#### AIM OF THE EXERCISE
The answer must consist of each line below that holds the word "wearing", copied as it stands.

(Point-per-instance localization data)
+++
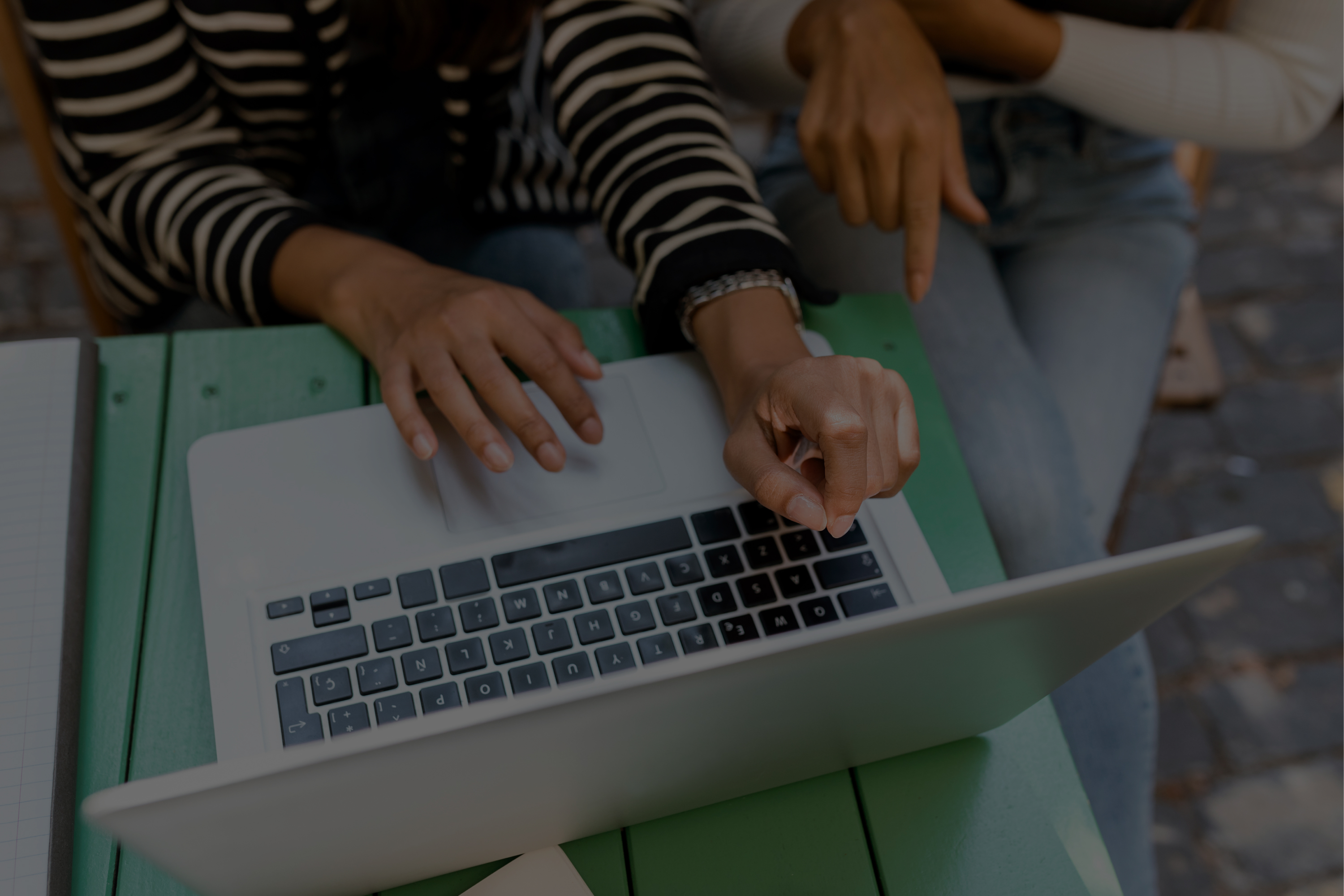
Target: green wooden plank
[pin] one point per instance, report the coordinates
(940, 492)
(132, 373)
(600, 862)
(1002, 814)
(220, 381)
(800, 840)
(459, 882)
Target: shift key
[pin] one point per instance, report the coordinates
(318, 649)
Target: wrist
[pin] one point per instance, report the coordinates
(745, 338)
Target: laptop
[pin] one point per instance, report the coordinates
(421, 667)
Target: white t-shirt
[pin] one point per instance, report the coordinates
(1268, 82)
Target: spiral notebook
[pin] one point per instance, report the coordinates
(47, 392)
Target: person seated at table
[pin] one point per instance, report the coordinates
(1061, 257)
(410, 172)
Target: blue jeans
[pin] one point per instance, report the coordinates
(1046, 331)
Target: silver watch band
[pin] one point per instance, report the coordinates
(706, 293)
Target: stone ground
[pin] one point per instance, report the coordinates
(1250, 677)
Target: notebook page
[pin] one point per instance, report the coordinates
(38, 394)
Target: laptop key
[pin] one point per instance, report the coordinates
(436, 624)
(377, 675)
(327, 599)
(287, 607)
(439, 698)
(685, 570)
(795, 582)
(842, 571)
(615, 657)
(488, 687)
(636, 617)
(644, 578)
(757, 519)
(465, 578)
(467, 655)
(396, 708)
(331, 617)
(818, 612)
(877, 597)
(331, 685)
(738, 629)
(318, 649)
(479, 614)
(551, 636)
(530, 677)
(590, 552)
(851, 539)
(572, 667)
(715, 526)
(417, 589)
(800, 544)
(375, 589)
(390, 634)
(421, 665)
(510, 646)
(779, 620)
(594, 626)
(724, 560)
(762, 552)
(715, 599)
(562, 595)
(676, 609)
(521, 605)
(297, 726)
(695, 638)
(345, 720)
(756, 590)
(655, 648)
(604, 586)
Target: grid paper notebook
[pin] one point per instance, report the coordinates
(39, 460)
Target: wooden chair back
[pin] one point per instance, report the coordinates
(31, 111)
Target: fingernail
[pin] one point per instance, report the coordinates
(590, 431)
(840, 526)
(551, 457)
(496, 457)
(806, 511)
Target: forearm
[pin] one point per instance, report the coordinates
(745, 338)
(332, 276)
(1266, 85)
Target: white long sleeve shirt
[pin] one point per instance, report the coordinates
(1268, 82)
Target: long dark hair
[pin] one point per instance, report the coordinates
(459, 33)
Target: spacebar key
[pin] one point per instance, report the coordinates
(590, 551)
(318, 649)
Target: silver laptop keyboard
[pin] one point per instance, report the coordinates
(564, 613)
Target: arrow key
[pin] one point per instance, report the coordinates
(349, 719)
(297, 726)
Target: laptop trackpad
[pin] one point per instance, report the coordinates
(620, 468)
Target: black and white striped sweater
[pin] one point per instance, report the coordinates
(187, 127)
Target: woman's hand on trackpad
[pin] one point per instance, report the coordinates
(432, 328)
(859, 417)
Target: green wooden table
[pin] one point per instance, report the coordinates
(1003, 813)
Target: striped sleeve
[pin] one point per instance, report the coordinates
(636, 111)
(175, 148)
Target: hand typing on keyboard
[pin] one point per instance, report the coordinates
(859, 416)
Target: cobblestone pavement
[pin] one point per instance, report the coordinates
(1250, 759)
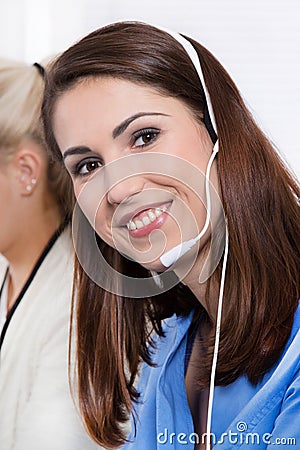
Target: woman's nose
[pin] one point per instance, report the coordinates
(125, 189)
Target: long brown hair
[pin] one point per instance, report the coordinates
(260, 199)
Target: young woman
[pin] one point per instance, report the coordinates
(154, 132)
(36, 407)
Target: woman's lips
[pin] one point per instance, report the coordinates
(148, 220)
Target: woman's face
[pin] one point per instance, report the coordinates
(137, 160)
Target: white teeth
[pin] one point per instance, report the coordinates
(139, 224)
(146, 220)
(131, 225)
(152, 215)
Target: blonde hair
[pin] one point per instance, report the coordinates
(21, 96)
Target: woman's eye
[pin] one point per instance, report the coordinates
(145, 137)
(86, 167)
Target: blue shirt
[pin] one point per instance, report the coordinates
(266, 416)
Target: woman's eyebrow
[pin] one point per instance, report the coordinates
(80, 150)
(123, 125)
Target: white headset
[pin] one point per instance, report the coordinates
(172, 255)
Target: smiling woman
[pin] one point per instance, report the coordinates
(158, 151)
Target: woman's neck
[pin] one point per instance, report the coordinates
(192, 278)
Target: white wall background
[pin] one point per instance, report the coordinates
(258, 41)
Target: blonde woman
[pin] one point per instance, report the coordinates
(36, 407)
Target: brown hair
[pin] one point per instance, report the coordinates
(21, 95)
(260, 199)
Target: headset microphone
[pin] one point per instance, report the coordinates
(172, 255)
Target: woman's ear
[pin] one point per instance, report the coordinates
(29, 166)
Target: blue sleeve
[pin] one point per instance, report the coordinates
(286, 431)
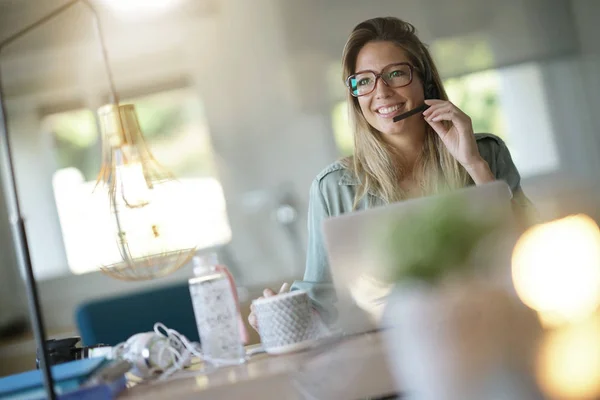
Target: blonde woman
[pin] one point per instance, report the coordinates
(389, 71)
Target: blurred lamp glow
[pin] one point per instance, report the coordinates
(556, 268)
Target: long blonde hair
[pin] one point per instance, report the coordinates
(373, 162)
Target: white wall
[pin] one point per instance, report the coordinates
(270, 127)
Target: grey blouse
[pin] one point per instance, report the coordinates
(332, 193)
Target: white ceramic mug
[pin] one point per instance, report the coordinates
(285, 322)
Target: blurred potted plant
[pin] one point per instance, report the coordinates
(452, 332)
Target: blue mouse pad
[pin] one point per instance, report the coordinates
(67, 376)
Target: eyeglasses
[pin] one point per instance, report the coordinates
(394, 75)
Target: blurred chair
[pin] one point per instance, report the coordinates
(113, 320)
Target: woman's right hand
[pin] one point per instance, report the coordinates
(252, 320)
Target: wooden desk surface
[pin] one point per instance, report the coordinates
(352, 368)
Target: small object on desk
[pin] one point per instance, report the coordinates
(67, 349)
(410, 113)
(286, 322)
(284, 288)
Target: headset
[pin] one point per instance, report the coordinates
(159, 353)
(430, 90)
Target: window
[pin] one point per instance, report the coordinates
(176, 131)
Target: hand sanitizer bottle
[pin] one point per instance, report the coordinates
(216, 308)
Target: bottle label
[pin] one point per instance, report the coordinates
(216, 315)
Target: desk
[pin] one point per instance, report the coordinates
(352, 368)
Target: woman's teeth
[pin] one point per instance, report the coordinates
(388, 110)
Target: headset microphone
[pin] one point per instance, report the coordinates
(410, 113)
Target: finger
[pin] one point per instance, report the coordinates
(433, 108)
(438, 127)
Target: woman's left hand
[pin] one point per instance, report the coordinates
(458, 136)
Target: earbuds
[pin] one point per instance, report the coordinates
(161, 352)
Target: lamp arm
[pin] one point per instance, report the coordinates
(24, 31)
(17, 220)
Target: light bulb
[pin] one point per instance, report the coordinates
(556, 268)
(134, 188)
(149, 229)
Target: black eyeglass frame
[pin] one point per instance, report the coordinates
(380, 75)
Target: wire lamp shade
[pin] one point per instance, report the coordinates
(143, 200)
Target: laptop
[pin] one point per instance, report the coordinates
(352, 240)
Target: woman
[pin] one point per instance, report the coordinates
(389, 71)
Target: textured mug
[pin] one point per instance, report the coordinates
(285, 322)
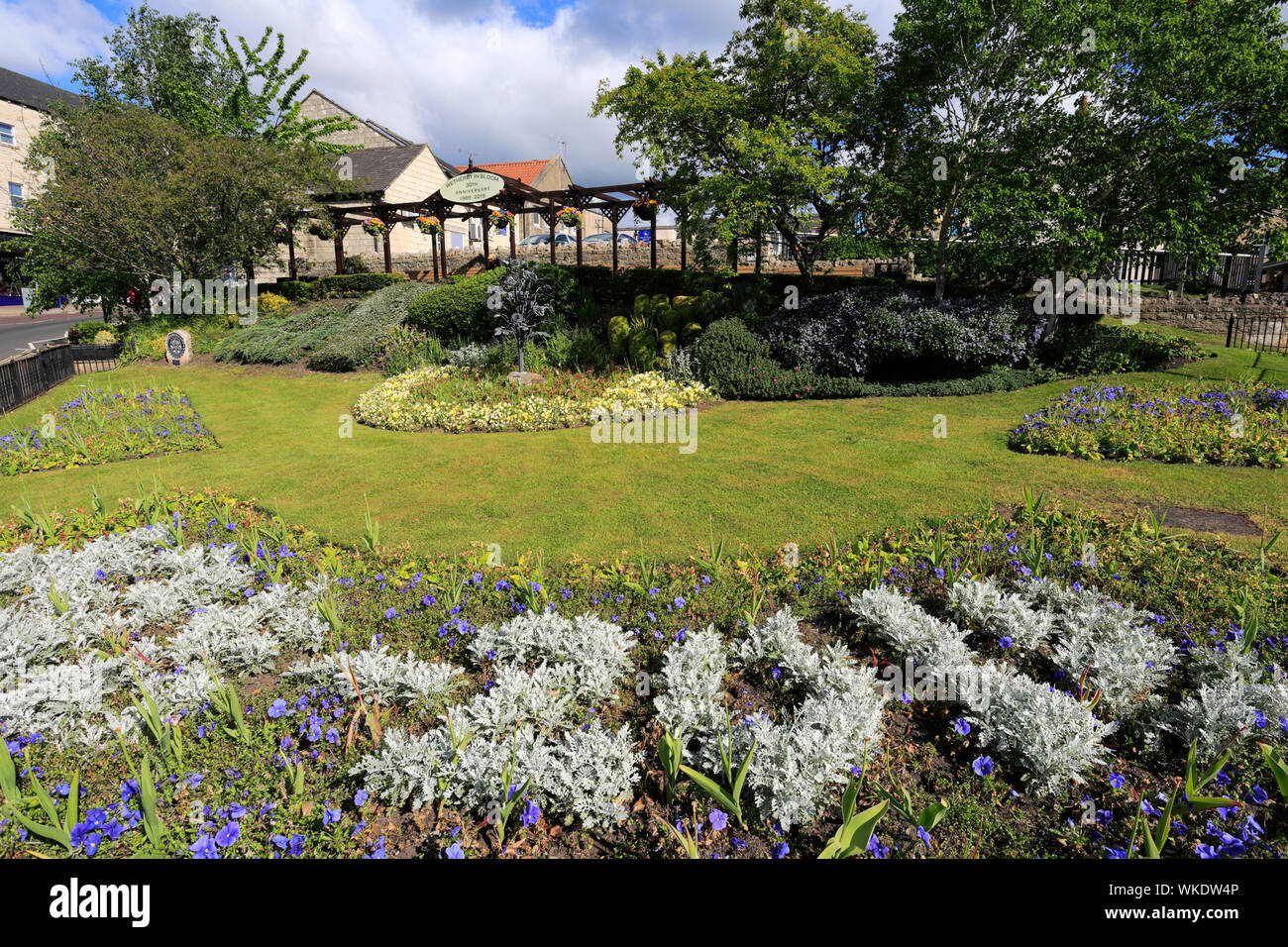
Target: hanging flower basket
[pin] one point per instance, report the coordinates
(645, 208)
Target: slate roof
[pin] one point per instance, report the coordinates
(33, 93)
(381, 166)
(526, 171)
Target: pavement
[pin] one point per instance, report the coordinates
(17, 329)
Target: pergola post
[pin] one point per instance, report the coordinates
(554, 215)
(683, 232)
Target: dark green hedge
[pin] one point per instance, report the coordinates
(737, 365)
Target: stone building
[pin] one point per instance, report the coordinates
(395, 169)
(25, 106)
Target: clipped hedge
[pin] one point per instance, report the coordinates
(331, 286)
(84, 333)
(366, 326)
(738, 367)
(456, 309)
(754, 295)
(1090, 347)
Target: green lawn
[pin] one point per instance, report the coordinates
(764, 474)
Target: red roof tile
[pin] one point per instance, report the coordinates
(526, 171)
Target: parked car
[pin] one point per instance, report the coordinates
(608, 239)
(544, 240)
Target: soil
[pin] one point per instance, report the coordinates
(1206, 521)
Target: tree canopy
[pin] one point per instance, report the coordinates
(1001, 140)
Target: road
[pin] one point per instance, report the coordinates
(14, 335)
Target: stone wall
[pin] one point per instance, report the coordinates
(629, 256)
(1211, 315)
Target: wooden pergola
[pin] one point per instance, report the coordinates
(515, 197)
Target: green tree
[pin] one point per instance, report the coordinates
(161, 63)
(137, 197)
(187, 69)
(1022, 137)
(971, 93)
(771, 134)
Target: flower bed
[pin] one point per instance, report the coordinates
(283, 712)
(456, 399)
(98, 427)
(1243, 427)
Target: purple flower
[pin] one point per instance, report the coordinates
(228, 835)
(204, 848)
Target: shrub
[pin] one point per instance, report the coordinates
(576, 350)
(902, 337)
(406, 348)
(281, 341)
(853, 247)
(295, 290)
(269, 305)
(82, 333)
(458, 309)
(1082, 347)
(149, 334)
(365, 329)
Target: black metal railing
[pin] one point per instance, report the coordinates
(31, 373)
(1232, 273)
(1260, 333)
(97, 357)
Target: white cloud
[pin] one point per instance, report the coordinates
(467, 78)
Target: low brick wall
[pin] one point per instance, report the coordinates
(1211, 315)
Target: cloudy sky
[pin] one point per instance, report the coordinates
(500, 78)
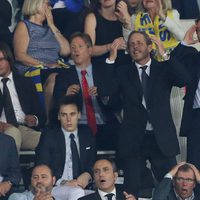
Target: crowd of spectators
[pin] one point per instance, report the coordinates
(77, 76)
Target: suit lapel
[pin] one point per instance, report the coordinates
(62, 144)
(134, 78)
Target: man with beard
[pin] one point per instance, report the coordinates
(42, 181)
(179, 183)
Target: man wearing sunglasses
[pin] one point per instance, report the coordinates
(179, 184)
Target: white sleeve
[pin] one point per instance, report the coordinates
(126, 31)
(174, 25)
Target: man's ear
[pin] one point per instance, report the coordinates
(116, 175)
(150, 48)
(79, 115)
(54, 180)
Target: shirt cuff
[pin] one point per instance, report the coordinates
(109, 61)
(168, 175)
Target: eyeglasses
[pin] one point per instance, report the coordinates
(181, 180)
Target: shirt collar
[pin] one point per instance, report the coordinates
(67, 134)
(88, 70)
(102, 193)
(138, 65)
(10, 76)
(189, 198)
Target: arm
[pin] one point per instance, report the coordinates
(174, 25)
(20, 43)
(64, 44)
(90, 28)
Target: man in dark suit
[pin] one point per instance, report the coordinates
(179, 183)
(104, 123)
(55, 149)
(105, 175)
(24, 113)
(9, 166)
(147, 131)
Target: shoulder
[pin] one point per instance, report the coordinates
(93, 196)
(21, 196)
(6, 139)
(82, 129)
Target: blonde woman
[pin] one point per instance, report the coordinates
(157, 19)
(37, 44)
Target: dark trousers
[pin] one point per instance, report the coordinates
(193, 140)
(135, 165)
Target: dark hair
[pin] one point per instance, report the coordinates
(84, 36)
(44, 165)
(185, 168)
(145, 35)
(197, 20)
(111, 161)
(5, 49)
(71, 99)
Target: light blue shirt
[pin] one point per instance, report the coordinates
(98, 114)
(26, 195)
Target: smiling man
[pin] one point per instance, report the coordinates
(179, 184)
(42, 181)
(69, 151)
(105, 175)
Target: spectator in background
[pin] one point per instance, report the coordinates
(88, 80)
(190, 126)
(20, 111)
(37, 44)
(9, 166)
(158, 19)
(105, 31)
(72, 13)
(187, 9)
(5, 22)
(105, 175)
(42, 181)
(179, 183)
(147, 129)
(69, 150)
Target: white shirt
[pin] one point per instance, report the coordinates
(102, 194)
(149, 125)
(67, 172)
(19, 114)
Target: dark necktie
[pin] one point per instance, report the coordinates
(109, 196)
(75, 157)
(7, 104)
(88, 104)
(145, 80)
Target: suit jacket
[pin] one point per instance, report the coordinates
(51, 150)
(100, 76)
(96, 196)
(28, 98)
(9, 161)
(163, 75)
(165, 191)
(190, 57)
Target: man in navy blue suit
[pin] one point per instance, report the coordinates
(55, 150)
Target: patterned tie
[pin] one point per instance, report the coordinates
(145, 79)
(75, 157)
(109, 196)
(88, 104)
(7, 104)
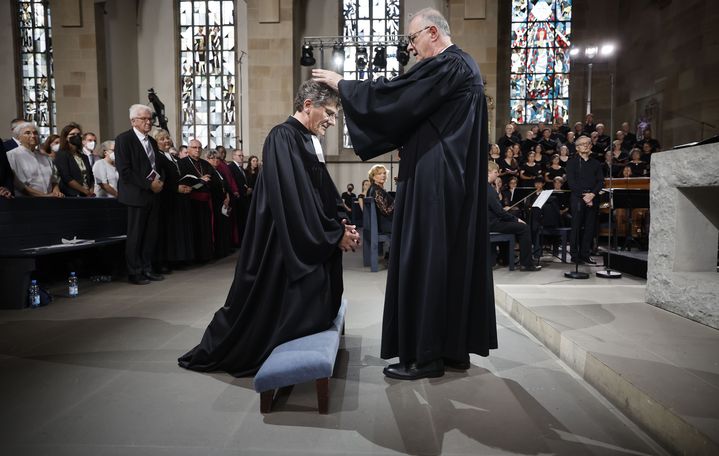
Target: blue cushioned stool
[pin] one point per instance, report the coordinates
(301, 360)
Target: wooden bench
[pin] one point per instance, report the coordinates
(29, 226)
(372, 239)
(302, 360)
(510, 240)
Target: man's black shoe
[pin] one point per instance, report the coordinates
(412, 371)
(138, 279)
(152, 276)
(456, 365)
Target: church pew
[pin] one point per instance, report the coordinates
(28, 226)
(309, 358)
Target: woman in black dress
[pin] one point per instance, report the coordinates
(73, 167)
(174, 246)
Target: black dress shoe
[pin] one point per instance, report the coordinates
(152, 276)
(456, 365)
(412, 371)
(138, 279)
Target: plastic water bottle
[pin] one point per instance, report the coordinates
(34, 294)
(72, 289)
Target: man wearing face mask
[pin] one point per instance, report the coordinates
(89, 141)
(106, 175)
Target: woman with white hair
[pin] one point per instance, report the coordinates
(106, 175)
(383, 201)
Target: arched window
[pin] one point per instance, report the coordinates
(38, 84)
(539, 84)
(208, 77)
(363, 20)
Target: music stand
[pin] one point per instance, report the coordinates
(607, 272)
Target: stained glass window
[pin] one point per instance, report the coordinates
(539, 80)
(208, 77)
(38, 83)
(363, 20)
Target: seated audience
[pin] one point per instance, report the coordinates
(494, 154)
(508, 166)
(647, 139)
(106, 175)
(34, 171)
(384, 202)
(76, 178)
(501, 221)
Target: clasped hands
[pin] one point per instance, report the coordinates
(350, 239)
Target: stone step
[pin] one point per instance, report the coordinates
(661, 370)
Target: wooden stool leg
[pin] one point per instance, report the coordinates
(266, 398)
(323, 395)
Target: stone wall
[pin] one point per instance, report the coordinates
(682, 270)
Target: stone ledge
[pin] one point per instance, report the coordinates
(586, 333)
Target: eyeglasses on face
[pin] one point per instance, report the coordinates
(414, 36)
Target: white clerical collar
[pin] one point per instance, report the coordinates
(141, 136)
(318, 148)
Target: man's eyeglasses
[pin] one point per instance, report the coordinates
(414, 36)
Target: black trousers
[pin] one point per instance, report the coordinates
(584, 223)
(142, 226)
(524, 237)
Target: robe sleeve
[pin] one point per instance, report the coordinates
(308, 237)
(381, 114)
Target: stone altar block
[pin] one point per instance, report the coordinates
(684, 200)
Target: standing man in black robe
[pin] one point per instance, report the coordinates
(288, 280)
(439, 303)
(585, 179)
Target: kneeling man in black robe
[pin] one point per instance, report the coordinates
(288, 280)
(439, 303)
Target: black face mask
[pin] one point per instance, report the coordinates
(75, 141)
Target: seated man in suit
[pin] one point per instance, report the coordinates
(500, 221)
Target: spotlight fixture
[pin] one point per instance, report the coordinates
(307, 58)
(380, 58)
(402, 53)
(361, 59)
(338, 55)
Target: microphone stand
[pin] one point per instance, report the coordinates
(607, 272)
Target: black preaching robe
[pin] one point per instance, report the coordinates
(440, 299)
(288, 279)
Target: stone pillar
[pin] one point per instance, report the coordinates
(271, 60)
(682, 270)
(75, 64)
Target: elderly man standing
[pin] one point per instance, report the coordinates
(140, 182)
(288, 279)
(34, 171)
(439, 303)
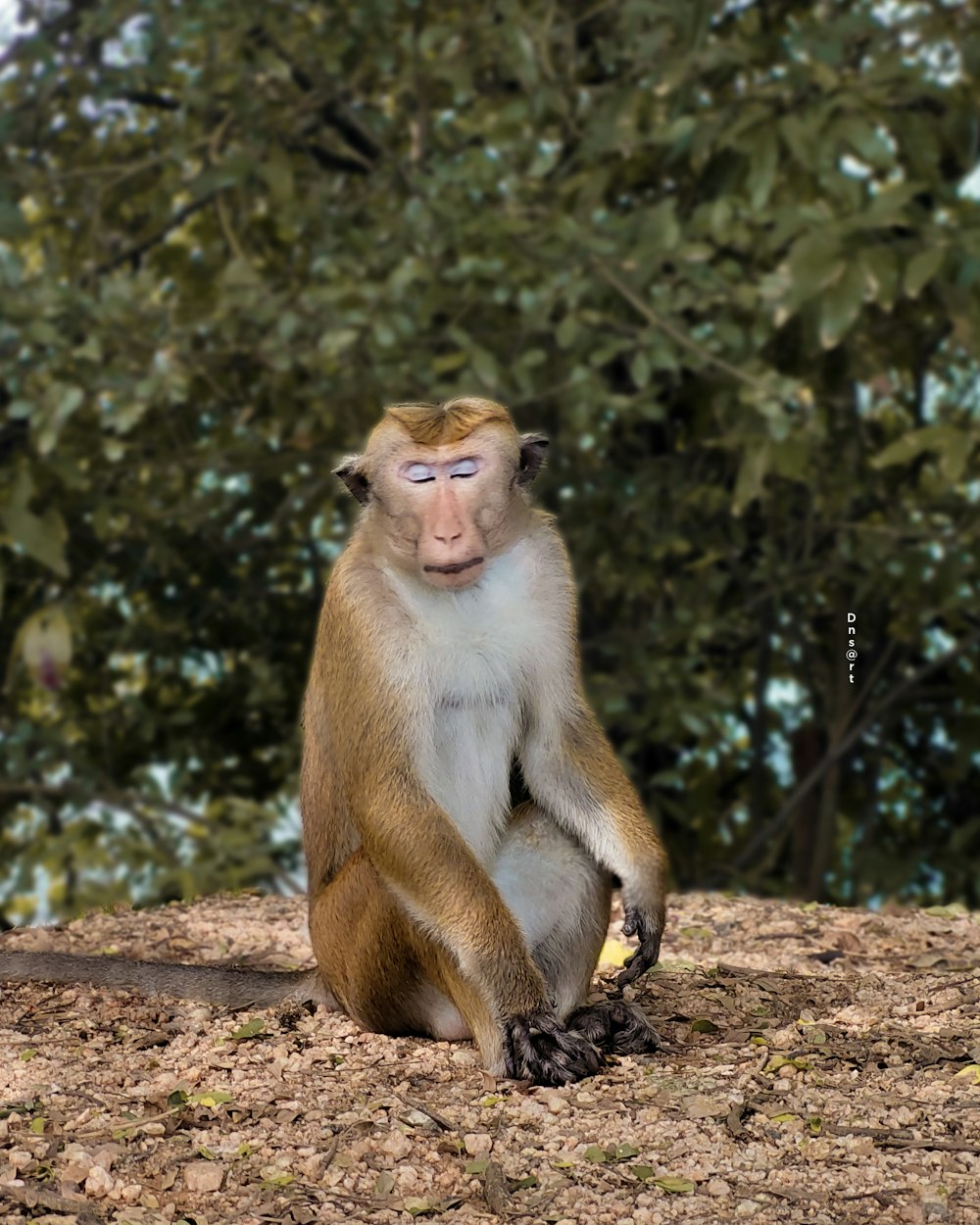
+++
#### PROBLEM SOLUTION
Target: man wearing sunglasses
Target: man wearing face mask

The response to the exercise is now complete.